### PROBLEM DESCRIPTION
The required answer is the run of lines from the one holding "point(190, 107)" to the end of the data below, copied exactly and free of pictures.

*** DATA EXTRACTS

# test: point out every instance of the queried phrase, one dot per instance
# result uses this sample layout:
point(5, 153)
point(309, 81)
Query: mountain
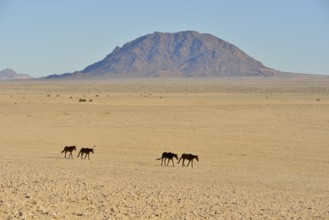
point(9, 74)
point(182, 54)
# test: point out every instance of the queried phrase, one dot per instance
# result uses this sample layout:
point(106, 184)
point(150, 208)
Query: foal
point(189, 157)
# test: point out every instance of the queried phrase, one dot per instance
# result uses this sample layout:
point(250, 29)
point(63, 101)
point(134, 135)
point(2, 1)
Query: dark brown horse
point(189, 157)
point(169, 156)
point(85, 151)
point(69, 149)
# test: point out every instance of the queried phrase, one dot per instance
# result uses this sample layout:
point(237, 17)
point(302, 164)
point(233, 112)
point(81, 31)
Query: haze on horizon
point(53, 37)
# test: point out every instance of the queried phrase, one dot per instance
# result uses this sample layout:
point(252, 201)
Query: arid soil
point(263, 146)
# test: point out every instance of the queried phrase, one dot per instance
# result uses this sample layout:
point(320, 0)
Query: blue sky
point(43, 37)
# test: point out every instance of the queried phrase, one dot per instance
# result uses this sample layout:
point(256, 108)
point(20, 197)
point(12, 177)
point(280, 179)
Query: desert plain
point(263, 147)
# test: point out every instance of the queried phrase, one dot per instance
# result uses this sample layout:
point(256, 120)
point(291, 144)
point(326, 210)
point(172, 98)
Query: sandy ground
point(263, 147)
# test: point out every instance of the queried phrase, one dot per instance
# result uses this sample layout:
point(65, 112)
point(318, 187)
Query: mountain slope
point(9, 74)
point(182, 54)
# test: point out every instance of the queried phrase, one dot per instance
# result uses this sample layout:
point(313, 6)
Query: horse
point(169, 156)
point(189, 157)
point(85, 151)
point(69, 149)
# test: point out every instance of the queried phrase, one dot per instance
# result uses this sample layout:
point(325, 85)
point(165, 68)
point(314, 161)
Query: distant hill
point(9, 74)
point(182, 54)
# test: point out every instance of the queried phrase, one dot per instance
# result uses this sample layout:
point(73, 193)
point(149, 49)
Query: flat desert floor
point(263, 147)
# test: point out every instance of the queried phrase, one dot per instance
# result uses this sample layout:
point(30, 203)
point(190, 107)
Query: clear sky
point(43, 37)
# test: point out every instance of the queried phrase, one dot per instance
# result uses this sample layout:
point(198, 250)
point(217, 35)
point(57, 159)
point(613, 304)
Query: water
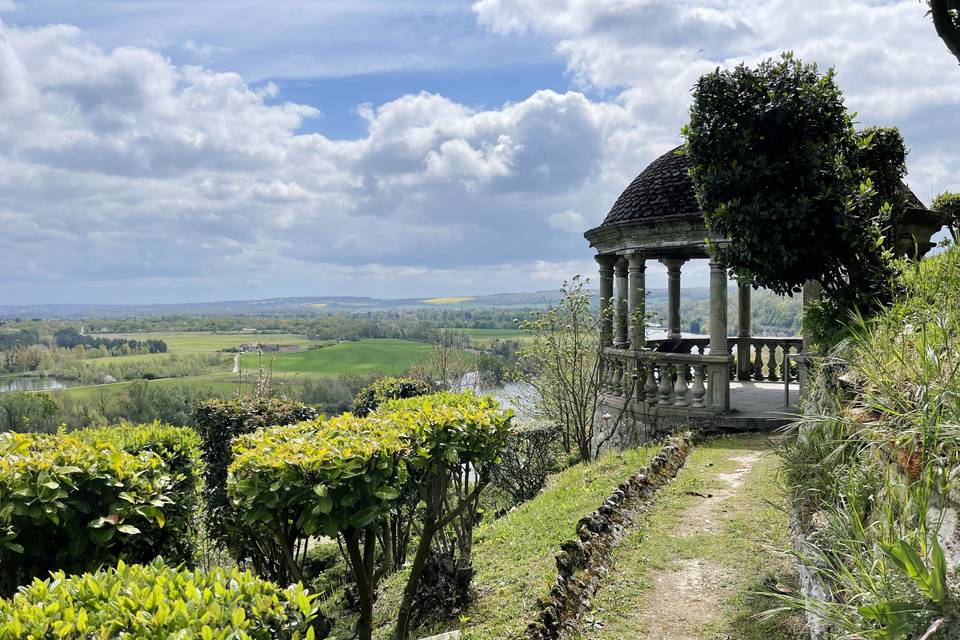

******

### COMPLETED EXERCISE
point(190, 107)
Query: clear sky
point(43, 37)
# test: point out every instance of the queried phrase, one dot per instance
# result uses this sample layout:
point(198, 250)
point(217, 35)
point(57, 159)
point(613, 304)
Query: water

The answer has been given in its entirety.